START TEXT EXCERPT

As anxieties come down, we may no longer find our pandemic purchases desirable or useful. A consumer psychology expert gives tips on how to avoid buyer's remorse.

Commentary: How to not regret your Black Friday or Christmas shopping

Members of the public queue to enter Ngee Ann City in Orchard on Jun 19, the first day the shopping centre was allowed to reopen after Singapore's circuit breaker. (Photo: Jeremy Long)

CAMBRIDGE: A recent survey found that one in ten Britons regret a pandemic purchase. The items people no longer want range from kitchen appliances to hot tubs and, sadly, even dogs.

The pandemic created feelings of anxiety as people felt uncertain about what was going on. Anxiety commonly fuels materialistic values that increase the likelihood that people will make purchases.

Materialists tend to purchase goods based on their perceived status, so it's not surprising that many invested in expensive items during the pandemic, as they were spending less money on items like travel and dining out.

As we return to “normal” life, anxiety levels are coming down and people no longer find the items they bought desirable or useful. Our life priorities are changing, and with them, our material wants.


Shoppers judge purchases based on the item’s ability to satisfy their needs. When items are no longer desirable and they wish to purchase something new (that they may not be able to afford), “buyer’s remorse” kicks in for the more expensive goods they bought earlier.

File photo of a man entering credit card information on a laptop. (Photo: iStock)

During the pandemic, many also turned to online shopping, by choice or necessity. This can also lead to higher levels of regret as consumers are not able to physically interact with the items they buy.

When the package arrives on the doorstep, it may not be exactly what they wanted or expected, leaving people feeling let down.

We can’t change the past, but we can at least try to make better consumer decisions in the future. There are a few things you can do to reduce the likelihood of wishing you had never made a particular purchase.

END TEXT EXCERPT

» ACTIVITY:
Copy the commentary on pandemic purchases between "As we return" and "our material wants.", inclusive, substituting "stress levels" for "anxiety levels".

START SUPPLIED RECORDS

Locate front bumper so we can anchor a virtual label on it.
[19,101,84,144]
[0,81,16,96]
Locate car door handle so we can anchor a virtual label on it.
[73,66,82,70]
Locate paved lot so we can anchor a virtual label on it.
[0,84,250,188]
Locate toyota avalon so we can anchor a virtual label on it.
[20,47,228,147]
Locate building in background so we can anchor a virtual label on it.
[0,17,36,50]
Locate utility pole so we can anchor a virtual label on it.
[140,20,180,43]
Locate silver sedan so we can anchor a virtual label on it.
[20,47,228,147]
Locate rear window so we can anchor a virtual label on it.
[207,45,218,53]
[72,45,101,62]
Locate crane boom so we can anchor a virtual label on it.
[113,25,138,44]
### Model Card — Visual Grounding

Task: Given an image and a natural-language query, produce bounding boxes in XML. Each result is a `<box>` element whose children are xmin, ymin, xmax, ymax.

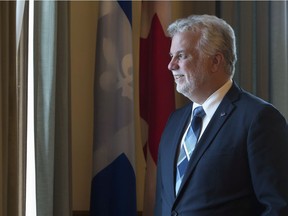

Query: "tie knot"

END SUPPLIED RECORDS

» SOLVED EXERCISE:
As we return to “normal” life, stress levels are coming down and people no longer find the items they bought desirable or useful. Our life priorities are changing, and with them, our material wants.